#### REQUEST:
Turn every line of all the items below into a numbered list, leaving out blank lines.

#### DATA SECTION:

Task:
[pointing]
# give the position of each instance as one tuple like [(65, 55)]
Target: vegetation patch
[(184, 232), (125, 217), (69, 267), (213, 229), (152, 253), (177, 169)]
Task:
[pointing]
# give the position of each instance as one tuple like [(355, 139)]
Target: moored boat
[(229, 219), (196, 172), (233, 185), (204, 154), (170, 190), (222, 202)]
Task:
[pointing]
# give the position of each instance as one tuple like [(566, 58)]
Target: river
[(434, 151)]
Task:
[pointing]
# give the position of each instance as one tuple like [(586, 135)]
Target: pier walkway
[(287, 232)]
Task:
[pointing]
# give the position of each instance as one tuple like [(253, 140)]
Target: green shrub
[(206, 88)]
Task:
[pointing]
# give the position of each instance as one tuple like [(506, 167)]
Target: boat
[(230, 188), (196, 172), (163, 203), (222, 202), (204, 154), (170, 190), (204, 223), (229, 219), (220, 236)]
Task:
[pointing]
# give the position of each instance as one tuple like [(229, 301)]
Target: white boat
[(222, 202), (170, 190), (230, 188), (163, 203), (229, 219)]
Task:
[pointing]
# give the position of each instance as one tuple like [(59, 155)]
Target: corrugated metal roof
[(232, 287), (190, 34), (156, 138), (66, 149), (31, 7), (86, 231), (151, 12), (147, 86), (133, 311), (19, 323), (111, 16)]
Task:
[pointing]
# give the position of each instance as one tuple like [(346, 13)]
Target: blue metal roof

#### THE REPLY:
1. Task:
2. [pointing]
3. # give the position of each instance as one tuple like [(65, 55)]
4. Target: vegetation patch
5. [(184, 232), (125, 217), (69, 267), (213, 229), (152, 253), (177, 169)]
6. Task:
7. [pointing]
8. # give the position of each instance as one tuple like [(355, 139)]
9. Target: moored boat
10. [(229, 219), (196, 172), (233, 185), (204, 154), (170, 190), (222, 202)]
11. Task:
12. [pointing]
13. # give the position of each instance as one tuple like [(566, 58)]
14. Target: river
15. [(434, 151)]
16. Task:
17. [pointing]
18. # give the position of each instance as one tuple like [(586, 135)]
19. Target: pier walkway
20. [(287, 232)]
21. Task:
22. [pointing]
23. # give the position of each instance as one tuple like [(253, 140)]
24. Target: green shrub
25. [(206, 88)]
26. Task:
27. [pointing]
28. # give the position of each instance as one tuple like [(506, 167)]
29. Target: boat
30. [(230, 188), (196, 172), (163, 203), (222, 202), (204, 154), (170, 190), (204, 223), (229, 219), (220, 236)]
31. Task:
32. [pointing]
33. # give the position of each instance as one tuple like [(229, 301)]
34. Target: white boat
35. [(222, 202), (170, 190), (230, 188), (163, 203), (229, 219)]
36. Task:
37. [pointing]
38. # give the position of each instance as one tuple like [(59, 155)]
39. Target: corrugated metal roof
40. [(232, 287), (190, 34), (156, 138), (66, 149), (31, 7), (86, 231), (151, 12), (147, 86), (133, 311), (19, 323), (111, 16)]
41. Task:
42. [pointing]
43. # give the position of each instance as one tuple like [(346, 13)]
44. Target: blue metal roof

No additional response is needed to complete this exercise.